EXERCISE TASK
Pull out each line of the data below that contains the string "rise". Case matters.

ENTRIES PROVIDED

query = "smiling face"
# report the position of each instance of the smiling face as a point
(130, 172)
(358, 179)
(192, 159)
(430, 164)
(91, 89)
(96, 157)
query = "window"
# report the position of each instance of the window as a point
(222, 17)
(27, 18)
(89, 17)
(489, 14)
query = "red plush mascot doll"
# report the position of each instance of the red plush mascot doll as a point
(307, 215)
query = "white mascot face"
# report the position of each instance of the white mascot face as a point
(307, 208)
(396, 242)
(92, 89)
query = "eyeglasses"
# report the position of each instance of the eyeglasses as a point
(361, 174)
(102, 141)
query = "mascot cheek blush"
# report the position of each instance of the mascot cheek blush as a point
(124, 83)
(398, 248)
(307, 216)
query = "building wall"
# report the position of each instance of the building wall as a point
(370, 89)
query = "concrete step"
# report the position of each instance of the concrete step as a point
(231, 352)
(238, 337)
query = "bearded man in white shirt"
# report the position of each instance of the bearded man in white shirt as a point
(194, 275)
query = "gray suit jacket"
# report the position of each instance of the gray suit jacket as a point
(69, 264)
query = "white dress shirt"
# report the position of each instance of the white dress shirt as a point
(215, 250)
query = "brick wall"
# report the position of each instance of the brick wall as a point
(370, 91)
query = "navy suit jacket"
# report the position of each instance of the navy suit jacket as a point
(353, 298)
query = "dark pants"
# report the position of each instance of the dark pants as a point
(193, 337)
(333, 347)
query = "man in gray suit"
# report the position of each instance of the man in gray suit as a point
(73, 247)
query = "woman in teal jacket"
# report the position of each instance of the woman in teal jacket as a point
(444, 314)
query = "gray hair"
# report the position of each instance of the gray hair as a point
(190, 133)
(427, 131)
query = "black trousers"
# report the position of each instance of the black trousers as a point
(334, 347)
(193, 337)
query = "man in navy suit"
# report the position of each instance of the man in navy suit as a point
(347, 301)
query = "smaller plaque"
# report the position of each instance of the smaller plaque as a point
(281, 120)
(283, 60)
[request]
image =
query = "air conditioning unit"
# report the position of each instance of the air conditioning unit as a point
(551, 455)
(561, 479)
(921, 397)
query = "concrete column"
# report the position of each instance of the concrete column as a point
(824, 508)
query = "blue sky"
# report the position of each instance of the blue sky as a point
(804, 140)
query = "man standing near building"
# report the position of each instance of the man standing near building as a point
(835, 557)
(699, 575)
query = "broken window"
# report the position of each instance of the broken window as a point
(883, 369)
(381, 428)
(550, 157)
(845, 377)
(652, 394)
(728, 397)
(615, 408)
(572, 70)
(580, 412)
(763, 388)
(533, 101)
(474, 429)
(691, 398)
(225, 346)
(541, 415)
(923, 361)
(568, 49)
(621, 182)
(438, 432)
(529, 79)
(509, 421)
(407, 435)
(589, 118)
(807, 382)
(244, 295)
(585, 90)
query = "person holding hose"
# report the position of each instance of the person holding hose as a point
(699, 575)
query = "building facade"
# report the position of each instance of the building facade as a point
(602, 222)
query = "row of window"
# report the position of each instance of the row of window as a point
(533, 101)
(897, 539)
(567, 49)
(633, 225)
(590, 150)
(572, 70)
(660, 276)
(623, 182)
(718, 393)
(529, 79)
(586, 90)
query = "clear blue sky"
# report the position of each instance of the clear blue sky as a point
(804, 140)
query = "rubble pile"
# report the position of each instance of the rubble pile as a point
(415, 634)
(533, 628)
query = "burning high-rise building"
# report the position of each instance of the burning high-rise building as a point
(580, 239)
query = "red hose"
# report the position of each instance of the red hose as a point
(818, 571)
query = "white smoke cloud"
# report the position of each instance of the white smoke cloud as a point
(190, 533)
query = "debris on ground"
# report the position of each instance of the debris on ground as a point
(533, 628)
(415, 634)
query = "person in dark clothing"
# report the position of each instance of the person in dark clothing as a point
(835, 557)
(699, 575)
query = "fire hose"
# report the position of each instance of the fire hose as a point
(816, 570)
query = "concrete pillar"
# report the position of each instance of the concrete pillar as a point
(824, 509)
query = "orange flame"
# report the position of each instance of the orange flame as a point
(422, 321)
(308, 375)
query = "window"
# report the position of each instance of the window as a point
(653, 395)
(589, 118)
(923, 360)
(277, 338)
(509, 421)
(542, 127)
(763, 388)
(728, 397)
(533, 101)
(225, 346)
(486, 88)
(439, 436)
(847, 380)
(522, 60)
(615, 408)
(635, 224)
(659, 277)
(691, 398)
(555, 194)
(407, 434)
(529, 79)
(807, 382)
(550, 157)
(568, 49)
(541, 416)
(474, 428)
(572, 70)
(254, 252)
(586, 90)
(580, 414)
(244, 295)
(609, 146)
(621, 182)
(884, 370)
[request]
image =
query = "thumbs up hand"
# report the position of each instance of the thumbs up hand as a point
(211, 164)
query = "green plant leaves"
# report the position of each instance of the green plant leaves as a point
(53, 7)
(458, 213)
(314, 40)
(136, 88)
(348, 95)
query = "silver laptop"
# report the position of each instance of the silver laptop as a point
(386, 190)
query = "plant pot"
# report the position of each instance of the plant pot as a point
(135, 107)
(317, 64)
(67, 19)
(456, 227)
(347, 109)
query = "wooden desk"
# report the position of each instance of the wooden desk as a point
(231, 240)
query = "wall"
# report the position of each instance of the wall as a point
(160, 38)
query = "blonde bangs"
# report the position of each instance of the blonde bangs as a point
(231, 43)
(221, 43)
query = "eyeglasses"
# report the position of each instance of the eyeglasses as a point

RESPONSE BELOW
query = "burning high-rise building"
# report the position of each instance of the burning high-rise building as a point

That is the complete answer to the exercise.